* _PASSAGE GIVEN_
---*---

Here's to you, Eisenhower

Colorado, before crossing to the Continental Divide

   The air was getting thin fast. I could feel the bike sputtering under the irregular mix of air and fuel. The altitude had her running too rich, and I had to downshift to move past 60mph. Twelve miles from the Eisenhower Tunnel, that mile-and-a-half-long tube pushing I-70 through the Rocky Mountains. One ancient Honda motorbike versus the tallest highway in America. I was a bit nervous, having had altitude trouble in Flagstaff a few days back.

   I cranked up the idle adjustment and pressed on in third gear. Higher and higher we climbed, past lumbering semis and a smoking station wagon. Several cars had pulled to the side of the road, engines down and hoods up. Their drivers stood in huddled confusion nearby, clasping their arms against the cold wind.

   Four riders came out of the right lane and joined me in the climb. The first few were three beefy Harley dudes, the thunder of their engines preceding them by a quarter of a mile. They were dressed in standard Davidson duds: leather caps, sleeveless shirts, full-face skull bandannas and black chaps. The lead rider even dangled a thick silver wallet chain from his hip. The fourth rider zipped past the group. This one was an older man and woman riding two-up on a slick BMW sport tourer, a mini-trailer dragging behind. Their jackets and pants blended seamlessly with the bike's blue and gray paintjob.

   I kicked down another gear and blasted up the last portion of road, feeling somehow heartened by the company of this motley spectrum of riders. Jaybird complained one last time before roaring up the final climb. We hit the tunnel at high-speed and disappeared under the mountain. I stood up and pressed the horn, laughing at the echo it made against the cinder-block walls. This improbable machine and I were eating up America one tiny mile at a time.

Swapping road stories with bikers in Naturita, CO


Breaking Arizona

   I got up early and unchained the bike from the motel stairwell. I'd be crossing the state line today, leaving Arizona after all. The promise of new states felt fresh after sleeping off the troubled feelings from the day before. There are nights like that on the road, downbeat and foul, but in the end they are necessary, better reminding you of the beautiful bits.

   I went quickly into the wasteland of northeastern Arizona. Past the dip of the Great Canyon is a bizarre, barren landscape of reds and yellows. Towers of brittle rock stack upon one another like faltering bookshelves. The towns on the map are exaggerations, consisting only of battered wooden huts, tended by broken Navajos, selling beaten-up jewelry. Even these are empty half the time. One town was nothing more than an abandoned house full of old washing machines.

   By afternoon I'd reached the confluence, passing the Four Corners monument as I rode into Colorado. The monument was closed. Disappointed tourist families pressed up against the chain-link fence, wondering how a state line could be out of order. Angry fathers checked and rechecked guide books while their wives and children waited, bored, on the sidelines. The desert wind had been reluctant to let me leave and I was worn out when I reached Dove Creek, CO. I'd been invited to stay with Michigan at her new field station on the Dolores River. The thought of familiar company pushed me on.

---*---

* _WHAT YOU ARE ASKED TO DO_
Write out, word for word, the stretch of the motorcycle trip account from "Colorado, before crossing" through "the cold wind.".

---*---

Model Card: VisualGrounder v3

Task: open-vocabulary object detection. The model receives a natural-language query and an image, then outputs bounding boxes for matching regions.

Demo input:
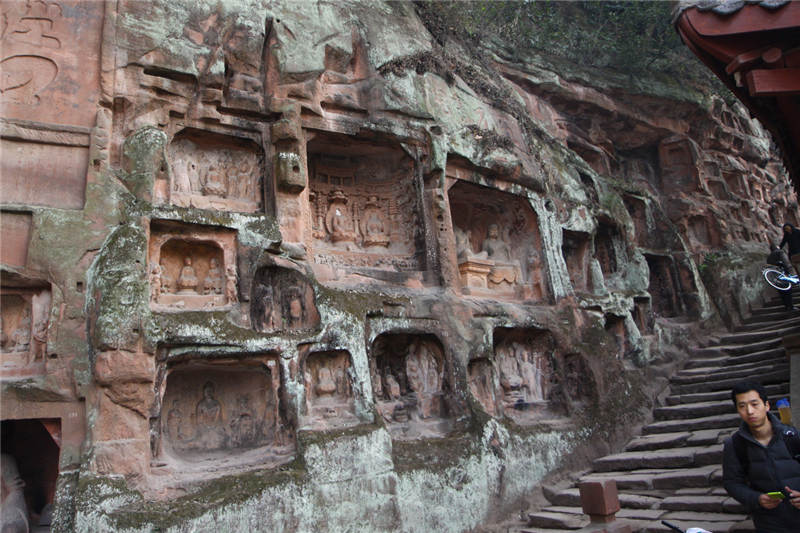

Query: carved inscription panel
[0,0,105,127]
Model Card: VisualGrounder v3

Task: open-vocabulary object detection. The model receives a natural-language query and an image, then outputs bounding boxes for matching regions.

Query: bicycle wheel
[764,268,792,291]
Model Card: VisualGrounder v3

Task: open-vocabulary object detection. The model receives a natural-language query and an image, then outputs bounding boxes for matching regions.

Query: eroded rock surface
[0,0,798,531]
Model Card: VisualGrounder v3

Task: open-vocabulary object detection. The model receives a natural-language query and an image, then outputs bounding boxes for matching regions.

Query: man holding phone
[722,381,800,533]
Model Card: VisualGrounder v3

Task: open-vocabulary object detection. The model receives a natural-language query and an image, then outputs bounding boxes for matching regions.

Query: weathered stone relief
[308,137,423,271]
[302,350,358,430]
[561,230,592,291]
[370,334,452,439]
[148,223,238,309]
[0,287,50,375]
[164,130,263,213]
[448,177,549,301]
[159,357,294,466]
[467,358,502,416]
[250,266,320,333]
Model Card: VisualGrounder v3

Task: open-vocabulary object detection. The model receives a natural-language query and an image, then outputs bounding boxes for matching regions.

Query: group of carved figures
[375,339,444,422]
[317,189,391,248]
[150,256,236,302]
[495,341,551,407]
[454,223,524,289]
[166,381,285,450]
[172,140,258,201]
[0,302,47,363]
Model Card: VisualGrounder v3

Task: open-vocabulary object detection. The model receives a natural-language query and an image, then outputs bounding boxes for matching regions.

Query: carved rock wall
[0,0,798,531]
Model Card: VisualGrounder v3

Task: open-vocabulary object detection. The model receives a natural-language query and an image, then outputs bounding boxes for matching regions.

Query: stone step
[719,326,800,344]
[528,511,589,530]
[592,444,722,472]
[580,464,722,492]
[653,399,733,420]
[680,347,787,374]
[670,359,789,385]
[689,337,781,359]
[642,412,741,435]
[734,312,800,333]
[659,494,746,514]
[665,382,789,408]
[671,368,789,394]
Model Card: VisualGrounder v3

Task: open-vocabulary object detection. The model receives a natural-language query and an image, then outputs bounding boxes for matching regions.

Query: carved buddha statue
[203,257,223,294]
[361,196,389,247]
[178,256,200,294]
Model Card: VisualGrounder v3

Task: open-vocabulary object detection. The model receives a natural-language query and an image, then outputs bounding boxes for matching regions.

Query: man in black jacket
[778,222,800,275]
[722,381,800,533]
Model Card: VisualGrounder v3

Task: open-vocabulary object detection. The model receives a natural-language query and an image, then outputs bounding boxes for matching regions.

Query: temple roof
[675,0,800,191]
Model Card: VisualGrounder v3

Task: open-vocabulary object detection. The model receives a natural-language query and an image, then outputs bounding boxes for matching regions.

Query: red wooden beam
[683,2,800,37]
[746,68,800,96]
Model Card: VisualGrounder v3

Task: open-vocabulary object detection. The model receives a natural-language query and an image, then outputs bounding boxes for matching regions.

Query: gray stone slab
[528,511,589,530]
[625,431,692,452]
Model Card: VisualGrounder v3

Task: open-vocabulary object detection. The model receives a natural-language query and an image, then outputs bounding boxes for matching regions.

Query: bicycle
[761,265,800,291]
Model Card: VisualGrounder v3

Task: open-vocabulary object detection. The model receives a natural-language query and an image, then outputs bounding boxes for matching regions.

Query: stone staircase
[516,299,800,533]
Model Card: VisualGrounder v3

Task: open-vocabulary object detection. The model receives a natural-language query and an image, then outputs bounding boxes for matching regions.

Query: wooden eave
[675,2,800,191]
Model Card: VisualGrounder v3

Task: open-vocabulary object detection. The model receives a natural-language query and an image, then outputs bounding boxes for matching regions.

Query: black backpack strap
[731,431,750,474]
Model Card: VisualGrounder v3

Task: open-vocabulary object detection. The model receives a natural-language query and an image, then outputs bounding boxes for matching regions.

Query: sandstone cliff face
[0,0,797,531]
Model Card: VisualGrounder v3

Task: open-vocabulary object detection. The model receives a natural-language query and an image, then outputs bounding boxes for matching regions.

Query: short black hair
[731,379,769,407]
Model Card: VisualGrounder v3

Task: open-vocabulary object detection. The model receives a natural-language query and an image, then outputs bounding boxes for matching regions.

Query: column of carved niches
[370,334,452,439]
[448,181,548,300]
[161,357,294,461]
[148,223,238,309]
[0,287,50,376]
[308,138,423,271]
[302,350,358,429]
[154,128,264,213]
[250,266,320,333]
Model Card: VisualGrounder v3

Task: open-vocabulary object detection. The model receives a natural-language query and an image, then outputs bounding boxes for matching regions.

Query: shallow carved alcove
[561,230,592,291]
[156,356,294,469]
[161,128,264,213]
[594,222,625,278]
[370,333,452,439]
[0,419,61,531]
[302,350,358,429]
[250,266,320,333]
[448,179,548,300]
[148,222,238,310]
[494,328,556,423]
[467,357,501,416]
[0,287,50,376]
[645,254,682,317]
[307,133,425,282]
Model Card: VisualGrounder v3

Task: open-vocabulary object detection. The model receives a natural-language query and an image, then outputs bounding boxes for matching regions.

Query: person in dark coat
[767,244,794,311]
[722,381,800,533]
[778,222,800,275]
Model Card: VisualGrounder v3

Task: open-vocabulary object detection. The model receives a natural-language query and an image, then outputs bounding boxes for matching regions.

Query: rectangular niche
[307,133,425,282]
[494,328,594,425]
[0,287,50,377]
[148,221,238,310]
[161,128,264,213]
[561,230,592,292]
[644,254,683,318]
[159,356,294,466]
[302,350,359,430]
[370,333,454,440]
[448,176,549,301]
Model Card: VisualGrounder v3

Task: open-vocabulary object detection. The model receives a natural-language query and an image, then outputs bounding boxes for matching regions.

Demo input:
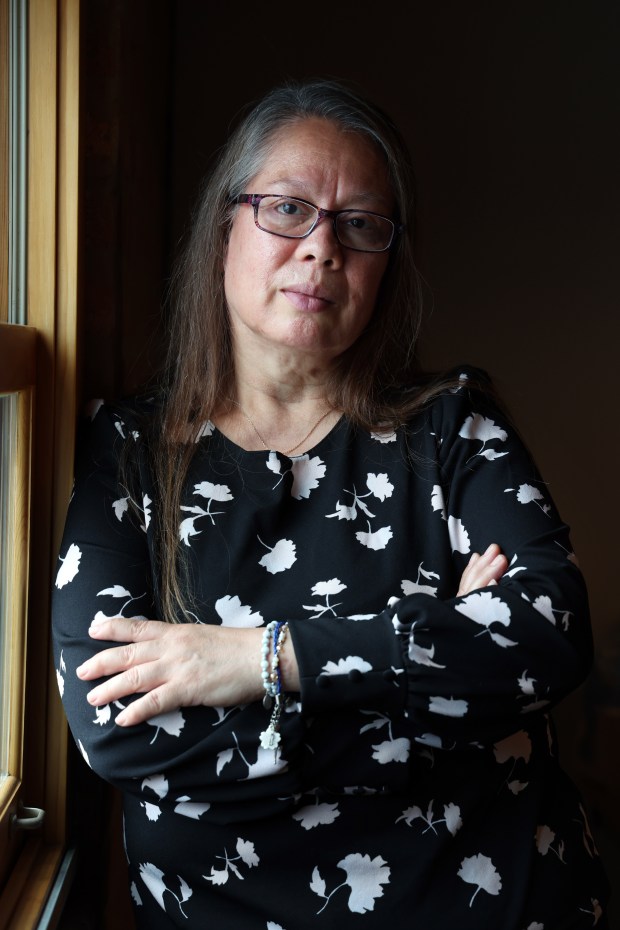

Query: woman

---*---

* _ANSWER TO THE PROBLEM_
Colorado, before crossing to the Continental Divide

   The air was getting thin fast. I could feel the bike sputtering under the irregular mix of air and fuel. The altitude had her running too rich, and I had to downshift to move past 60mph. Twelve miles from the Eisenhower Tunnel, that mile-and-a-half-long tube pushing I-70 through the Rocky Mountains. One ancient Honda motorbike versus the tallest highway in America. I was a bit nervous, having had altitude trouble in Flagstaff a few days back.

   I cranked up the idle adjustment and pressed on in third gear. Higher and higher we climbed, past lumbering semis and a smoking station wagon. Several cars had pulled to the side of the road, engines down and hoods up. Their drivers stood in huddled confusion nearby, clasping their arms against the cold wind.